◆ WORK TO COMPLETE
Rewrite the rows below as a numbered list, covering everything from the line that contains "Place a pin on every instance of the vegetation" down through the last row, both ends included, with blank lines left out.

— START OF DATASET CONTENT —

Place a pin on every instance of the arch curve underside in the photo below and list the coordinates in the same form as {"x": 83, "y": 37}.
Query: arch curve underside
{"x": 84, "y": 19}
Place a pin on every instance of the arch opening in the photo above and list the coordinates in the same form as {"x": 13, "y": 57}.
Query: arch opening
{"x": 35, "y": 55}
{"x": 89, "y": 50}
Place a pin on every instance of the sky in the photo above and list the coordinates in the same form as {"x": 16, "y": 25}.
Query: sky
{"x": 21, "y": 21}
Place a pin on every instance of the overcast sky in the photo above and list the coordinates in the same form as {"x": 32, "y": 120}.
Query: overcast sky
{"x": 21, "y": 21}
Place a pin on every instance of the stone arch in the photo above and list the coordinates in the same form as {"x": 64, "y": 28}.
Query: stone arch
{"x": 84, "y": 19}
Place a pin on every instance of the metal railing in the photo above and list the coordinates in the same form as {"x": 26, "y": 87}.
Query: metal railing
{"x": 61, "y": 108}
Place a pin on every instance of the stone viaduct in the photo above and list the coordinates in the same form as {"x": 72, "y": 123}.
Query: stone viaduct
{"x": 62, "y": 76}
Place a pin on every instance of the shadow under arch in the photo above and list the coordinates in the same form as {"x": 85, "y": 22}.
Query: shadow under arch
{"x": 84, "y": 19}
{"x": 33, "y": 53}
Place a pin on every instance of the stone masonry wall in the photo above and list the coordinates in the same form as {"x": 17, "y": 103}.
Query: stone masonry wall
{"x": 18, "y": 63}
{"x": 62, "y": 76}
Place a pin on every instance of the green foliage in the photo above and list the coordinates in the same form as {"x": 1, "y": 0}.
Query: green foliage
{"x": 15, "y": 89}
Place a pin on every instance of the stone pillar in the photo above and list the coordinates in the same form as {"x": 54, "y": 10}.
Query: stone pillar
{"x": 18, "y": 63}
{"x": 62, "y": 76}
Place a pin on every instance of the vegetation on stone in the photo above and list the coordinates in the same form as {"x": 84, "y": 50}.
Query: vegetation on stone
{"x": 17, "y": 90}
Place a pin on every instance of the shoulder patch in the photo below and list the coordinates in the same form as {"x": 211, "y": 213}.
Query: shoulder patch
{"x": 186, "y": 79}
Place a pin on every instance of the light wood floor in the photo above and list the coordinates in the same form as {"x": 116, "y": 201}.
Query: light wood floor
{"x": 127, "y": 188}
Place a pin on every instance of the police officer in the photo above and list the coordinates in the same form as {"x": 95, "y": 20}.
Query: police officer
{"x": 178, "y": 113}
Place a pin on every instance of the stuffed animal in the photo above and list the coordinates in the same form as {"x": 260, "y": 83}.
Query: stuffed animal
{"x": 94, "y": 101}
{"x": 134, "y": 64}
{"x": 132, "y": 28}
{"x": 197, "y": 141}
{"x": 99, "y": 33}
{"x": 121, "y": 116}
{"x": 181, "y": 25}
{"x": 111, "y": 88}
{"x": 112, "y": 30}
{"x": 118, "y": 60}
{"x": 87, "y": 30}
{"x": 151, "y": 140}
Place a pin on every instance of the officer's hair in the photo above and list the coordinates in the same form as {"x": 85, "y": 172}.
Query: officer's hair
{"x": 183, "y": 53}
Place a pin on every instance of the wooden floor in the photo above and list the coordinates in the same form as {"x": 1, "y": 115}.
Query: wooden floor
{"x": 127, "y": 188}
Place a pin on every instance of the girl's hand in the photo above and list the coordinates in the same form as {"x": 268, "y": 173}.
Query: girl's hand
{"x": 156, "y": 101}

— END OF DATASET CONTENT —

◆ COMPLETE ANSWER
1. Place a pin on every instance of the vegetation on stone in the photo above and list the coordinates in the same form as {"x": 84, "y": 50}.
2. Query: vegetation on stone
3. {"x": 17, "y": 90}
4. Place a pin on every instance of the shoulder patch in the photo below and list the coordinates in the same form as {"x": 211, "y": 213}.
5. Query: shoulder patch
6. {"x": 186, "y": 79}
7. Place a pin on every instance of the light wood floor in the photo above and list the coordinates in the same form as {"x": 116, "y": 201}.
8. Query: light wood floor
9. {"x": 127, "y": 188}
10. Place a pin on every instance of the police officer in the photo above and list the coordinates in the same form as {"x": 95, "y": 20}.
11. Query: police officer
12. {"x": 178, "y": 113}
13. Place a pin on every instance of the stuffed animal in the photo above and list the coordinates in the same form as {"x": 260, "y": 83}.
14. Query: stuffed animal
15. {"x": 94, "y": 101}
16. {"x": 134, "y": 64}
17. {"x": 132, "y": 28}
18. {"x": 197, "y": 141}
19. {"x": 99, "y": 33}
20. {"x": 121, "y": 116}
21. {"x": 181, "y": 25}
22. {"x": 111, "y": 88}
23. {"x": 112, "y": 30}
24. {"x": 118, "y": 60}
25. {"x": 87, "y": 30}
26. {"x": 151, "y": 140}
27. Place a pin on every instance of the officer's hair in the photo above and list the coordinates in the same form as {"x": 85, "y": 172}.
28. Query: officer's hair
29. {"x": 183, "y": 53}
30. Place a pin on every instance of the wooden floor in the photo above and list the coordinates in the same form as {"x": 1, "y": 115}.
31. Query: wooden floor
32. {"x": 127, "y": 188}
33. Place a pin on every instance of the girl's hand in the photo above and list the coordinates in the same form as {"x": 268, "y": 173}.
34. Query: girl's hand
35. {"x": 156, "y": 101}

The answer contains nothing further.